▶ **What to do**
Sift the listing below and copy out every line that holds the string "vent".

▶ **Input**

+ + + +

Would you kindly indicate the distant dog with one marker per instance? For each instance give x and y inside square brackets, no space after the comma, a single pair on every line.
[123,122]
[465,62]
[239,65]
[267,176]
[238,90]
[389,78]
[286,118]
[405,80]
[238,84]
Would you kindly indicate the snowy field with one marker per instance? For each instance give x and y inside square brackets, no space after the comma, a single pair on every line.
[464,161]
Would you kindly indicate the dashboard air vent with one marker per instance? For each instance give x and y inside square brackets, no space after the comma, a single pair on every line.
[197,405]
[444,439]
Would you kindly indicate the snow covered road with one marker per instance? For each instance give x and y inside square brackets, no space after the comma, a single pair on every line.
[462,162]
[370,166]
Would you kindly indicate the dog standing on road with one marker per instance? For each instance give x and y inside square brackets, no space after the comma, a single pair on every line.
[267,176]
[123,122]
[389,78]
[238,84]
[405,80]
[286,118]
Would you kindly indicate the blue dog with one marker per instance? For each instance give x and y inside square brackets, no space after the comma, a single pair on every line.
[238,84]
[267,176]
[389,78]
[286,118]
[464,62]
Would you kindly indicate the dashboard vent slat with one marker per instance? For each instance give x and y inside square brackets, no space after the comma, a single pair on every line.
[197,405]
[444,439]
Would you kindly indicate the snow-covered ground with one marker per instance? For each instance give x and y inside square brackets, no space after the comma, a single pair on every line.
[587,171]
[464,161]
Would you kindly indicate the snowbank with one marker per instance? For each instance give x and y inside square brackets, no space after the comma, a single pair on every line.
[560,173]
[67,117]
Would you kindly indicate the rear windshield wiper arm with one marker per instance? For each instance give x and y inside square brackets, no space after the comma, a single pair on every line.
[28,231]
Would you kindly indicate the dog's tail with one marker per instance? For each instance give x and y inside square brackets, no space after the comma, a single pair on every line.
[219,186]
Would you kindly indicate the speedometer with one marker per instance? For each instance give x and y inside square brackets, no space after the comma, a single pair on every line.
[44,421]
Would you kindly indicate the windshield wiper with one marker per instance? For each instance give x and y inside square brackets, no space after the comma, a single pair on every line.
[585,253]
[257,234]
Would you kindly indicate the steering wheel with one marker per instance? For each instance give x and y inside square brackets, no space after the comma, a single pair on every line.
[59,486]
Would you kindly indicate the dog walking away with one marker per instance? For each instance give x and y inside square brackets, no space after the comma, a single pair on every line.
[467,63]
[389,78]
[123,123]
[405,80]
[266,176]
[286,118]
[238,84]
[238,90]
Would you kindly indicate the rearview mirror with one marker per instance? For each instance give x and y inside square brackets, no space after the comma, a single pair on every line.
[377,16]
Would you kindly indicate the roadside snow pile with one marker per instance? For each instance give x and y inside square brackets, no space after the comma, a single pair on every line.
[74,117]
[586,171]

+ + + +

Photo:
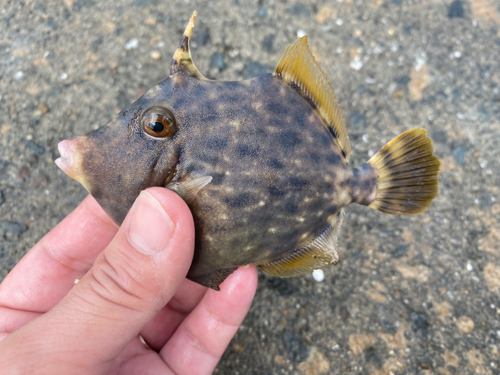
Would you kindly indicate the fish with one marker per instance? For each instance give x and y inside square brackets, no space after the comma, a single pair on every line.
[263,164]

+ + + +

▶ **Correct output**
Would you kindly indicate the dashboard air vent with one marker per instance? For each instance give x and y inside square brackets, no space after the comma, a single pair on every line.
Would you kindly indicate the dashboard vent slat with one marker per instance? For each instance give x and y inside square brackets, no space after the comma, a single pair on every line.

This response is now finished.